>>

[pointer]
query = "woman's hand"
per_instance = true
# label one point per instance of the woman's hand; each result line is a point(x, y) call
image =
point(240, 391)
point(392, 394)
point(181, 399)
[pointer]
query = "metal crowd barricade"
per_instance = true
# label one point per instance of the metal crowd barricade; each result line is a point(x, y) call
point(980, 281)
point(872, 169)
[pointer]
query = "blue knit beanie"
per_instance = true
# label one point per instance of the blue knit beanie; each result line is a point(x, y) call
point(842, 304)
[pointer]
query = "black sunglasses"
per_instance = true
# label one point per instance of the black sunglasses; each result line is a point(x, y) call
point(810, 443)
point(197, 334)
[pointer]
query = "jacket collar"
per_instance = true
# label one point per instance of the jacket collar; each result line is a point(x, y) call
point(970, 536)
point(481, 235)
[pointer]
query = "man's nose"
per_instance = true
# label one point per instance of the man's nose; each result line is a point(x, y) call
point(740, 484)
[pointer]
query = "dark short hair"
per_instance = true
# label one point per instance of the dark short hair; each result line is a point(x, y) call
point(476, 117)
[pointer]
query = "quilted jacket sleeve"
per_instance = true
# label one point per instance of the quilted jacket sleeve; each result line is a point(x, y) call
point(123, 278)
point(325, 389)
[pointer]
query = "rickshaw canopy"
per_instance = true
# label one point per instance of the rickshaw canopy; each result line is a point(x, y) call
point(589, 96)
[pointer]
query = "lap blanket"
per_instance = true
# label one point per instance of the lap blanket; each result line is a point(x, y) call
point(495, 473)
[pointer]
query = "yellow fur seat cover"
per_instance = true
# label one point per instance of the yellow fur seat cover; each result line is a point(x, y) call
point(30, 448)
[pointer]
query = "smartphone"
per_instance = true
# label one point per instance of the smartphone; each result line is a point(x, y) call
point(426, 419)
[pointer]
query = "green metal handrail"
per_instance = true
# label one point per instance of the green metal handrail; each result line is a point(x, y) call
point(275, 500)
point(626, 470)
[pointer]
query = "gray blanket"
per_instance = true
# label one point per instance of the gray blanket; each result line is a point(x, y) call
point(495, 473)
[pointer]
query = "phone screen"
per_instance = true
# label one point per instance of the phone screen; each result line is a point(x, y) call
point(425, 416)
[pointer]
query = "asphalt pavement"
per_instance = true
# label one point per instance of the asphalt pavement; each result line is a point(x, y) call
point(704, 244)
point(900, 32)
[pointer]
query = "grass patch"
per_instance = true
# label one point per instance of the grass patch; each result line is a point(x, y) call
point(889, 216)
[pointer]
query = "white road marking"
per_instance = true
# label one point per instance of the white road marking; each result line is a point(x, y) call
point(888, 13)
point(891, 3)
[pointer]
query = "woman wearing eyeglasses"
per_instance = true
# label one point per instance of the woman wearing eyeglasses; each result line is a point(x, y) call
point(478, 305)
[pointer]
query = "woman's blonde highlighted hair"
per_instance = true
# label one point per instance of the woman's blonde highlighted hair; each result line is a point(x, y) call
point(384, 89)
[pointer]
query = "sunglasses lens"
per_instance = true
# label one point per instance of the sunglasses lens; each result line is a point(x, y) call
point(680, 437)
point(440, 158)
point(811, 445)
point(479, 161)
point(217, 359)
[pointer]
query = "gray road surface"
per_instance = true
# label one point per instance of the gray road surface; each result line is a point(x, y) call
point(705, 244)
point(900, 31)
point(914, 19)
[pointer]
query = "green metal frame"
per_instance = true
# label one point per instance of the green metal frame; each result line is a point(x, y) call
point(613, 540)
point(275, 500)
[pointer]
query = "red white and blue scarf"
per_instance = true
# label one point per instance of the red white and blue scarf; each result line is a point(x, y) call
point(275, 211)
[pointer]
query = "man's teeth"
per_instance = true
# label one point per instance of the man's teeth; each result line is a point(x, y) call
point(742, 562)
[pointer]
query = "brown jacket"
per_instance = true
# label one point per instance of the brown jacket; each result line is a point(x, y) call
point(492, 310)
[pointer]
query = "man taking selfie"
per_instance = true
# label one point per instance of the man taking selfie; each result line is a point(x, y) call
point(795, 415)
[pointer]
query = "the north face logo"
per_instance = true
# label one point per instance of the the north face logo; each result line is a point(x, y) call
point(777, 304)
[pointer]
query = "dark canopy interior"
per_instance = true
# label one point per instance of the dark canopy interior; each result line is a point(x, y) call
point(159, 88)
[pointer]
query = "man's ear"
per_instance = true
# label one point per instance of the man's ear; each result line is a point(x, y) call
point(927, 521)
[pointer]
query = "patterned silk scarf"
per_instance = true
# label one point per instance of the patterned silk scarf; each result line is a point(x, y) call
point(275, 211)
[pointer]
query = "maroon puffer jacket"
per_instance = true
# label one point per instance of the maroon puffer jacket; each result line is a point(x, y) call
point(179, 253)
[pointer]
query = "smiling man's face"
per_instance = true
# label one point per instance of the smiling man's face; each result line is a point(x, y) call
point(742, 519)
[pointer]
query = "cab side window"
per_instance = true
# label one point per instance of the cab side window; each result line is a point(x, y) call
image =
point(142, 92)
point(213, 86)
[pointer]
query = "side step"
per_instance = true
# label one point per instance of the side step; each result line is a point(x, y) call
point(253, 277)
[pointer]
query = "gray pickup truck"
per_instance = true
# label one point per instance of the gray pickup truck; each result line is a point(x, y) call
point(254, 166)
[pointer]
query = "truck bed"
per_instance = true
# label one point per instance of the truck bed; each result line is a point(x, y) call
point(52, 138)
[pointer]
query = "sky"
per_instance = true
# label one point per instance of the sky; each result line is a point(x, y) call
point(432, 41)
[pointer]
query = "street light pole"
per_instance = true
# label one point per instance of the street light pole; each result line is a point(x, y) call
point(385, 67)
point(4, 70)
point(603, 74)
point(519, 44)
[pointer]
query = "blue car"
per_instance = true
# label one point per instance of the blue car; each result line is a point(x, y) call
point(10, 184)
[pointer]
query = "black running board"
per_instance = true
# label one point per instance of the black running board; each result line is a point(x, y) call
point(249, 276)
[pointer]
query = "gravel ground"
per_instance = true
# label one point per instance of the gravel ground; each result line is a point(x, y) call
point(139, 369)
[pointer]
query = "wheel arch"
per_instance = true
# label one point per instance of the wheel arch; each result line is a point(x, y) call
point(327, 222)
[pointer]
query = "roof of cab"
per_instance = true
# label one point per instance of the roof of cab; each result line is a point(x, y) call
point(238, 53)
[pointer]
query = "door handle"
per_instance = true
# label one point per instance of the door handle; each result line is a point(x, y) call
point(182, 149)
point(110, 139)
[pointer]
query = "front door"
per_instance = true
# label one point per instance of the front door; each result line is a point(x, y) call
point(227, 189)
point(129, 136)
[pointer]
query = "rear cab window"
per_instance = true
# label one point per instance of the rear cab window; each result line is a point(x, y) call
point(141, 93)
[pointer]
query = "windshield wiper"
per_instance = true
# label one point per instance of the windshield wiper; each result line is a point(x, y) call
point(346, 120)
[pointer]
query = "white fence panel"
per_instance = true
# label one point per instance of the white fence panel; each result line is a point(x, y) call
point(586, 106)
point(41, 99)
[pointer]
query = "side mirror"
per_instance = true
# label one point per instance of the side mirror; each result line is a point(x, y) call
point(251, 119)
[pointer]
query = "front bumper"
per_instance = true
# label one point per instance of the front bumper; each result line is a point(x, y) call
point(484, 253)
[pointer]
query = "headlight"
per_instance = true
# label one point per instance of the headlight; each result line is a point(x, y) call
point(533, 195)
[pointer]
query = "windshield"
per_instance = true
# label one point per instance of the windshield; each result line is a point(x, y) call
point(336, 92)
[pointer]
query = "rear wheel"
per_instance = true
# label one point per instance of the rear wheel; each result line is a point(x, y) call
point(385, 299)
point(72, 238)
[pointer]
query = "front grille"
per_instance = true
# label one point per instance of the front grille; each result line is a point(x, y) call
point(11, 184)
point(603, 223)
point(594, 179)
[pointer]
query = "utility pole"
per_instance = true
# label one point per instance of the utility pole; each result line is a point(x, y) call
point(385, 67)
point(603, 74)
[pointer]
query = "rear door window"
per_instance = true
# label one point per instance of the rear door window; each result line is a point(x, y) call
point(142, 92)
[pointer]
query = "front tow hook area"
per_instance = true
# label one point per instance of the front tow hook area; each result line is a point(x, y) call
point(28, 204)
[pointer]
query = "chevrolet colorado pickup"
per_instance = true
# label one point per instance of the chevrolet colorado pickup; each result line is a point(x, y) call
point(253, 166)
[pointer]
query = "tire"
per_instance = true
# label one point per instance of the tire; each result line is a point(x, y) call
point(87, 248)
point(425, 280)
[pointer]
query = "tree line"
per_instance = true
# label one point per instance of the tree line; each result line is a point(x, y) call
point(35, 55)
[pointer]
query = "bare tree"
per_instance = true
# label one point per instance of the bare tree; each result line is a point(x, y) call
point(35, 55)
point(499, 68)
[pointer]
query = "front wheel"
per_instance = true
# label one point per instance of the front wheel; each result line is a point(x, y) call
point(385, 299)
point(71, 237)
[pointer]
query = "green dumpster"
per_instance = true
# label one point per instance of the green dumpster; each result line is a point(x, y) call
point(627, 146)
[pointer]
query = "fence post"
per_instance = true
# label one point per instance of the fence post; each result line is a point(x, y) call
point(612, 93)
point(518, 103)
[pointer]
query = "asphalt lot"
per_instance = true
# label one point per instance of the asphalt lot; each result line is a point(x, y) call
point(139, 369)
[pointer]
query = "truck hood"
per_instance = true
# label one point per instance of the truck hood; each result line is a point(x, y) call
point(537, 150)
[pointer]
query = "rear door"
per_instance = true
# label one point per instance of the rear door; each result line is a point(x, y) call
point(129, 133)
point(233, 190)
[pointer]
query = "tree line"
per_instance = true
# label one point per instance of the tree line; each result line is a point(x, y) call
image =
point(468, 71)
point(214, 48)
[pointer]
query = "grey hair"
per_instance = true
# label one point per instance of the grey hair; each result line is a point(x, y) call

<<

## Assigned task
Please find the lines in the data that contain the word "grey" and copy them.

## Answer to this task
query = "grey hair"
# label one point per instance of the grey hair; each result line is a point(x, y) call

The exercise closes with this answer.